● **REQUIRED WORK**
Write out exactly, please, the lines from the one containing "Outline every instance of the man's" to the end of the material.

Boundary labeling items
## BEGIN
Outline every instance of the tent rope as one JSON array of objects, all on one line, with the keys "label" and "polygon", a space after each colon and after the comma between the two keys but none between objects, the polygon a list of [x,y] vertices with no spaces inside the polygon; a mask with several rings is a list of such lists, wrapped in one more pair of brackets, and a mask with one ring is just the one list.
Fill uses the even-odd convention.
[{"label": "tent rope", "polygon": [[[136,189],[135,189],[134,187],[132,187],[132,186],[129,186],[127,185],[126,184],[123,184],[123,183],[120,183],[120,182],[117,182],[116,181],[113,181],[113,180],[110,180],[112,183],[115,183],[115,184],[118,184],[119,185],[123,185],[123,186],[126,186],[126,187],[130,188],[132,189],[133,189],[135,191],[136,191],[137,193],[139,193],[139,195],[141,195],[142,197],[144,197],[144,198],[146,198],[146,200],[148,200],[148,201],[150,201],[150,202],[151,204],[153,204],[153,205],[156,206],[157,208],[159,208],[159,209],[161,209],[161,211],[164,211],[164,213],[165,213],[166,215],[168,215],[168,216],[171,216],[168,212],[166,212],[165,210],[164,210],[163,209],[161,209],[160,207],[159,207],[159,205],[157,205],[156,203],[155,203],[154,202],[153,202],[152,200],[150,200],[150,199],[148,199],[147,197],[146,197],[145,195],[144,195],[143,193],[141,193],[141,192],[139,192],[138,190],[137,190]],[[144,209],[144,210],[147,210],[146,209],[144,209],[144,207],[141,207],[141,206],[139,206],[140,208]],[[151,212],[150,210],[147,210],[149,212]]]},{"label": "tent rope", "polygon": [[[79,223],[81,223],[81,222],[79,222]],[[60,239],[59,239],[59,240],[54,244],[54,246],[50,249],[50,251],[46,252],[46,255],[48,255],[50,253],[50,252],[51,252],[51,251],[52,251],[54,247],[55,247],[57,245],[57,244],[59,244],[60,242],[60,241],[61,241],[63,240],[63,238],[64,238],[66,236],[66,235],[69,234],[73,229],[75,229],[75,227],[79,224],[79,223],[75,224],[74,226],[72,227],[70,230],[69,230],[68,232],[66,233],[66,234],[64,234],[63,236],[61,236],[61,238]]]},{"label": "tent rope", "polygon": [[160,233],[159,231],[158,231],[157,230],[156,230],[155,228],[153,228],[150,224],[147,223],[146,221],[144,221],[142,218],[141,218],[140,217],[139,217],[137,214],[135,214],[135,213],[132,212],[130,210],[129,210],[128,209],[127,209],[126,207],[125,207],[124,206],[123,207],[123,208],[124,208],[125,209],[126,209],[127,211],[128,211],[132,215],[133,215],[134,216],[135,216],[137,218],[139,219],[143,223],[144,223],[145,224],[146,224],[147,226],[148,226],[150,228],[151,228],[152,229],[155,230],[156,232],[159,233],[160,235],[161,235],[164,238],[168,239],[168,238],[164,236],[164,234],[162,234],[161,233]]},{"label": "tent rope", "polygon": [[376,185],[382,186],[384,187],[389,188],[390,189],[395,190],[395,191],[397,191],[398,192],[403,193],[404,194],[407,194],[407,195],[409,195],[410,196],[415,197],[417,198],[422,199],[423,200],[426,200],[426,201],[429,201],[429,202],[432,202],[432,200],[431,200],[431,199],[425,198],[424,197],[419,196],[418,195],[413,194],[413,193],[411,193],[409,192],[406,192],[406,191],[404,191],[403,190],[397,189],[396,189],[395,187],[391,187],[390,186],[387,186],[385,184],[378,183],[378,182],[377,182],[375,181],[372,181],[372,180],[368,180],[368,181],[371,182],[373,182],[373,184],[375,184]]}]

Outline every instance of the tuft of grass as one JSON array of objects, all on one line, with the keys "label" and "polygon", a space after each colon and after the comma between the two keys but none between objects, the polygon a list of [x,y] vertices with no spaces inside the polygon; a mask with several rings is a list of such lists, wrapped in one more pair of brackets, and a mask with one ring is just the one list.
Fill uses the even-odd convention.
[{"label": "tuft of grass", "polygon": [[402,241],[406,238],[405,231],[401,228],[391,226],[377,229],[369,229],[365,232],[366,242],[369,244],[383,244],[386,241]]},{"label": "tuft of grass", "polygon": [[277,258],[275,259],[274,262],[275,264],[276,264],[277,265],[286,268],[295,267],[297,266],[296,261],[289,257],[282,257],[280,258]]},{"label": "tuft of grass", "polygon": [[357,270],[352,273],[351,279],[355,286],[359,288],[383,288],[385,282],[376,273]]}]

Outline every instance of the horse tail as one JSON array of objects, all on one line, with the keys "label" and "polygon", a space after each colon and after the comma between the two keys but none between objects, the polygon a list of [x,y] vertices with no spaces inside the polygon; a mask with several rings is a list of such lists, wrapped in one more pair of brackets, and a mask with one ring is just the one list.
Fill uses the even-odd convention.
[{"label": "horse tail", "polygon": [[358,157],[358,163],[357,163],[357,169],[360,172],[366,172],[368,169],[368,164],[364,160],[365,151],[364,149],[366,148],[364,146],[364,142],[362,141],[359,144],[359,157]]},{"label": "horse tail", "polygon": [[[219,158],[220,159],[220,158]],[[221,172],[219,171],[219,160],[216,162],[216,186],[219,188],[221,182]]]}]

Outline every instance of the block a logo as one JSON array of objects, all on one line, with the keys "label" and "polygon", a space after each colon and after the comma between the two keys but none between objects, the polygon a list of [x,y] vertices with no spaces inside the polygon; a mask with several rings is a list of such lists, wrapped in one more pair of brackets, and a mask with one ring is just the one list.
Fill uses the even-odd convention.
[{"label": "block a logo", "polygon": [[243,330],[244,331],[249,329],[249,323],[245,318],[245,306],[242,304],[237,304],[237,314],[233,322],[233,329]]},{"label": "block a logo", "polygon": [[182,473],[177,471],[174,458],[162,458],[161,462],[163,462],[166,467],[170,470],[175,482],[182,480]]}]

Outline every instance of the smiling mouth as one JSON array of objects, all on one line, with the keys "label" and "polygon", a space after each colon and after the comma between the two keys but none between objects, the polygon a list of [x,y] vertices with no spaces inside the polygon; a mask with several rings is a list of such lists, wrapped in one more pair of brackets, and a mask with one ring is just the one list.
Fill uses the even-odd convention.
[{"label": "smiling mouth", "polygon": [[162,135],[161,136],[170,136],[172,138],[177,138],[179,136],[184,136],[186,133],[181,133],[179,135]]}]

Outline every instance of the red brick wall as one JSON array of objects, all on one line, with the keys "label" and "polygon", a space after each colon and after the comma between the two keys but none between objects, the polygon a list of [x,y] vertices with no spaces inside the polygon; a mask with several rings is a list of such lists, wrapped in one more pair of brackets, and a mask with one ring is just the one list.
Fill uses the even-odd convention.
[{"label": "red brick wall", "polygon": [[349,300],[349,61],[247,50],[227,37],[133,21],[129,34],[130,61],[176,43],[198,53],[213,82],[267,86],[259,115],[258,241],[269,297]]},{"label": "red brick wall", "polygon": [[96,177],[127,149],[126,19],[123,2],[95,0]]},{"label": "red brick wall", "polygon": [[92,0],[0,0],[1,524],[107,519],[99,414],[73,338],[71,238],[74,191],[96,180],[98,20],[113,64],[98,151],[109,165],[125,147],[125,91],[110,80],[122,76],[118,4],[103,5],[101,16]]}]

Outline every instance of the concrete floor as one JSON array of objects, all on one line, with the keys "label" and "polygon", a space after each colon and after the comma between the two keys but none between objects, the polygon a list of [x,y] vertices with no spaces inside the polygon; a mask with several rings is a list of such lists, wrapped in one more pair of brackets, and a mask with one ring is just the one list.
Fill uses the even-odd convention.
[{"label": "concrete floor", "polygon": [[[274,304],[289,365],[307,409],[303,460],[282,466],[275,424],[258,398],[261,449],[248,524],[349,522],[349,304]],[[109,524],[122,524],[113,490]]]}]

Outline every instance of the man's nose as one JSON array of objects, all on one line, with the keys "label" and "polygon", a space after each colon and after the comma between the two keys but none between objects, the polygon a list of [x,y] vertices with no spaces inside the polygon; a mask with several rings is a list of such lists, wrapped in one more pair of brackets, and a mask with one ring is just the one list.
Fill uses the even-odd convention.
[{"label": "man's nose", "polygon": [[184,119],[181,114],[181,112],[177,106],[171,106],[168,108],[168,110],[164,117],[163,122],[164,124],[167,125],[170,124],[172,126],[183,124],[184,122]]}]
## END
● **REPLY TO THE TASK**
Outline every instance of the man's nose as one JSON array of objects, all on one line, with the keys "label" and "polygon", a space after each colon and after the comma between the two keys but none between objects, the polygon a list of [x,y] vertices with no spaces inside the polygon; a mask with several rings is a list of such lists, wrapped in one more pair of brackets, and a mask with one ring is just the one list.
Fill uses the even-odd convention.
[{"label": "man's nose", "polygon": [[184,119],[181,114],[181,112],[177,106],[171,106],[168,108],[168,110],[164,117],[163,122],[164,124],[167,125],[170,124],[172,126],[183,124],[184,122]]}]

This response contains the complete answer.